::: Stored data
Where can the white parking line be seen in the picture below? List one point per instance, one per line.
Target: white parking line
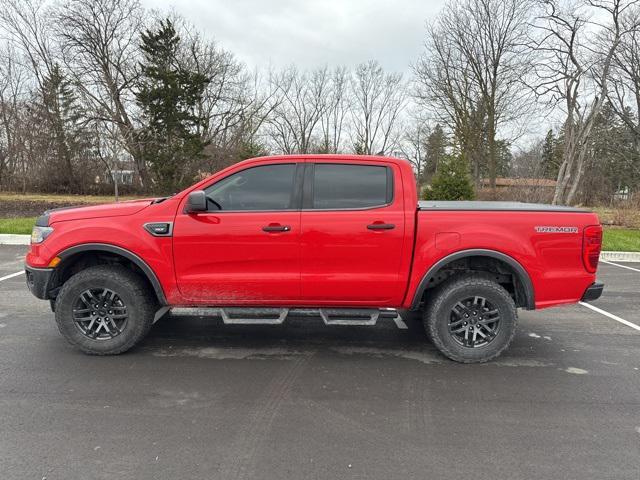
(621, 266)
(7, 277)
(400, 323)
(612, 316)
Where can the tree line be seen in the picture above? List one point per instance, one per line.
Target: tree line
(92, 88)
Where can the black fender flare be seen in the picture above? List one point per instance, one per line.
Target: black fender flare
(139, 262)
(521, 274)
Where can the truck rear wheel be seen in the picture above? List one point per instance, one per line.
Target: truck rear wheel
(105, 310)
(471, 319)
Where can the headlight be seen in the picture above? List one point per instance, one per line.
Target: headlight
(39, 234)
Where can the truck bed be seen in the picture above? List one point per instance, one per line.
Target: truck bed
(495, 206)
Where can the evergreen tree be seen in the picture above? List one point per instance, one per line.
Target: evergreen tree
(452, 182)
(435, 152)
(168, 95)
(62, 135)
(550, 160)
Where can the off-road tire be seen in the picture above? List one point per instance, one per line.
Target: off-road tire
(130, 287)
(438, 312)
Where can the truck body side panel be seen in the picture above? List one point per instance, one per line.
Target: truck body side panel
::::::
> Aim of the exercise: Go through the data above and transcribe it in full, omitting any image.

> Solution to this exercise:
Where can the white parking line be seen in the picture below? List one point per instance, one per line.
Target: white parking line
(621, 266)
(7, 277)
(400, 323)
(612, 316)
Where can the tree line be seen in the picture above? List one point per instance, one per line.
Target: tree line
(92, 88)
Where can the black fender flare be seen in the picture above? List one point per instance, one per line.
Target: black fender flare
(139, 262)
(521, 274)
Where can the truck rear wheel be seen in the picture above? List one point per instance, one per line.
Target: truck rear wheel
(105, 310)
(471, 319)
Where can the headlight be seen in the picture above? List one point per instance, one per line.
Target: headlight
(39, 234)
Where can the truck bed be seen in the picture above? List one point per instance, one per line.
Target: truck bed
(495, 206)
Where can the evergreen tree be seen in the picture above? List one point per instance, one per line.
Target: evergreen tree
(452, 182)
(435, 152)
(168, 95)
(62, 135)
(550, 160)
Where can the off-road tire be seen in the picture above? List one point per instance, one per line.
Target: off-road tire
(130, 287)
(438, 312)
Where can the truck body side panel be seen in the picture above? List one point per instance, one per line.
Target: truck body side panel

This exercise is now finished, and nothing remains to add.